Look through the listing and locate every line containing the word "white"; copy those lines.

- Opening Delimiter -

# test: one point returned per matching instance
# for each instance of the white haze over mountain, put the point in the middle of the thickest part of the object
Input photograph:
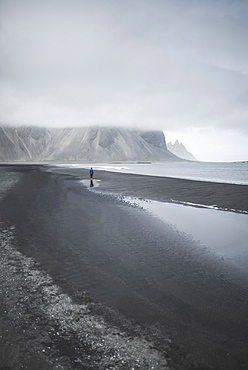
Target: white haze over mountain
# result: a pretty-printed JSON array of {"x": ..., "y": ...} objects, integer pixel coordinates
[{"x": 175, "y": 65}]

- Closing Delimiter -

### [RESULT]
# for each instance of the white haze over mountain, put the point in the middle of the thickest part of the object
Target: white haze over mountain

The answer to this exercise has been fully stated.